Ed C phones last night to invite me to a party. It seems like a voice from another world, the one I mention above, where I passed like a shadow, never at home.

Mardi Gras celebrated at the Usual with the Hat cast and their friends.

Evening: the day turned out to be a good one. Good workout at the Y. Went to the studio and painted almost to my heart’s content.

Wednesday, February 6, 2008

February 5, 2008

Mardi Gras. J gave me a string of purple beads for showing him my bare chest, and I wore them all day.
February 4, 2008

Retiring in exhaustion early means rising early in cold indecision, and here I am.

Reading from A Dream of Adonis at Malaprop’s yesterday. I guess it went well. Friendly faces, an attentive front row, who cried "Yes!" when I asked if they wanted to hear the poem with cuss words in it. Of my cast, Stephanie appeared. I think there was a Superbowl party.

I’m in a frenzy about my career, a frenzy which gets worse as time goes on-- or, as I should say, as time diminishes--and yet I seem not to do those things which would further it. I should have gone to AWP, but didn’t. I should be reading in New York, but am not. Wherever I read, I’m widely the best, but that seems not to lead to anything. People don’t remember. "Best" is not what they’re looking for, or something they mistrust because it’s not what they wanted it to be. I haven’t the correct sense to further myself, and no one has ever helped me. Probably I never let anyone think I needed it.

(WHAT YOU WILL DO):
1. Answer these questions about the diary entries:
(a) What did J give the writer at Mardi Gras?
(b) Where did the reading from A Dream of Adonis take place?
(c) Where did the writer have a good workout?
2. Rewrite the diary entries starting at "February 4, 2008" and ending at "a Superbowl party.", with "back row" in place of "front row".

(RECORDS):

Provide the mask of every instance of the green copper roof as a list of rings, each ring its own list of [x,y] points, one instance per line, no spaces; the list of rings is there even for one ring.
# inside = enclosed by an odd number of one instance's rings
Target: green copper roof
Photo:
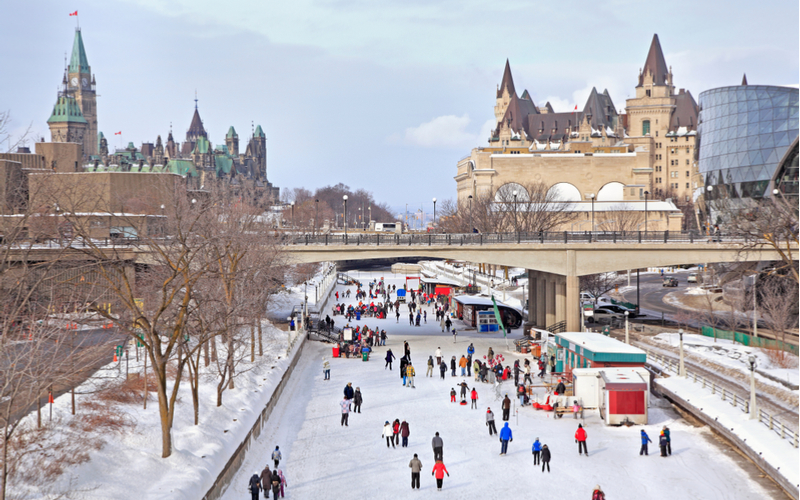
[[[197,170],[195,170],[192,160],[170,160],[167,163],[167,170],[184,177],[187,175],[197,177]]]
[[[75,41],[72,43],[72,58],[69,60],[70,73],[89,73],[89,61],[86,59],[86,49],[83,48],[81,30],[75,30]]]
[[[208,142],[208,139],[203,137],[202,135],[197,138],[197,142],[194,145],[194,150],[192,154],[207,154],[211,152],[211,143]]]
[[[59,96],[47,123],[88,123],[74,97]]]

(ANSWERS FOR THE EXERCISE):
1.
(a) A string of purple beads.
(b) At Malaprop’s.
(c) At the Y.

2.
February 4, 2008

Retiring in exhaustion early means rising early in cold indecision, and here I am.

Reading from A Dream of Adonis at Malaprop’s yesterday. I guess it went well. Friendly faces, an attentive back row, who cried "Yes!" when I asked if they wanted to hear the poem with cuss words in it. Of my cast, Stephanie appeared. I think there was a Superbowl party.